==== SELECTED EXCERPT

Pajama Sam: Life Is Rough When You Lose Your Stuff! (also known as Pajama Sam 4) is a computer game for children.

Sam's Pajama Man comic book is lost in a strange world, where he meets a dirty sock who needs to get to his other sock, who is clean. He goes on a journey to find a way to clean the dirty sock and to find clothes (a shirt, shoes, and the socks) to get to Grubby Corners Mall, where his comic has found its way to. In this game, Pajama Sam's voice is provided by Elisha Ferguson rather than Pamela Adlon. This is the only Pajama Sam game without a demo, possibly because the game was only released after Atari's takeover along with Putt-Putt: Pep's Birthday Surprise.

Plot
Sam watches Pajama Man on TV. Suddenly, he sees a breaking news story announcing that Pajama Man is coming live, in person, at the local shopping mall to sign autographs. Excited, Sam asks his mom if he can go. After she agrees, Sam goes to get his "Rare Pajama Man Issue No. 1" comic book for the autograph. While looking for it in his messy room, Sam finds the comic book being pulled into a big pile of junk. After finding his cape in all the messy buildup, Sam leaps into the junk pile and falls into the land of junk.

Shortly after entering the land of junk, Sam encounters a dirty sock, who explains in a song that he was kicked out of his dresser's drawer and not allowed to be with his matching sock (and best friend) due to his filth. When Sam tells the sock about his missing comic book, the sock says that he saw a half-eaten cheese sandwich with that comic book to get it signed by Dr. Grime (Pajama Man's arch enemy) at the Grubby Corners Mall. Sam agrees to find a way to get the dirty sock clean and reunite him with his friend, as well as try to get into the mall. 

When Sam tries to enter the mall, the mall guard stops him, telling him about the "no shirt, no shoes, no socks, no service" rule, in which he must get a shirt (pajamas don't count), shoes and socks for the mall's strict dress code to enter the mall. Eventually, Sam is able to wash the dirty sock in Agitator Lake and reunite him with his friend, catch a pair of shoes with a net and have Grandma Sweater knit a shirt for him. He takes his clothes to show to the mall guard, who lets them all enter.

========
==== THE RECORDS

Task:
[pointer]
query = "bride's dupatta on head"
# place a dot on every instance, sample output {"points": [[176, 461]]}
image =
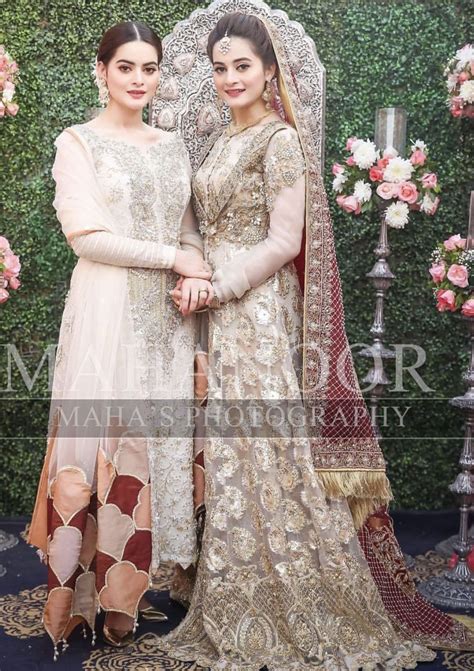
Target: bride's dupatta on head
{"points": [[346, 453]]}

========

| EXERCISE INSTRUCTIONS |
1 - Duplicate the passage of the Pajama Sam game description from "Sam's Pajama Man" up to and including "Pep's Birthday Surprise.".
2 - Express the listing as a two-column CSV with columns "prompt" and "value", one row per item in the listing, each field quoted and with line breaks replaced by spaces. Leave the pictures out.
The text and the listing come from separate, unrelated sources.

| SOLUTIONS TO EACH TASK |
1 -
Sam's Pajama Man comic book is lost in a strange world, where he meets a dirty sock who needs to get to his other sock, who is clean. He goes on a journey to find a way to clean the dirty sock and to find clothes (a shirt, shoes, and the socks) to get to Grubby Corners Mall, where his comic has found its way to. In this game, Pajama Sam's voice is provided by Elisha Ferguson rather than Pamela Adlon. This is the only Pajama Sam game without a demo, possibly because the game was only released after Atari's takeover along with Putt-Putt: Pep's Birthday Surprise.

2 -
prompt,value
"Task: [pointer] query = ""bride's dupatta on head"" # place a dot on every instance, sample output {""points"": [[176, 461]]} image = Target: bride's dupatta on head","{""points"": [[346, 453]]}"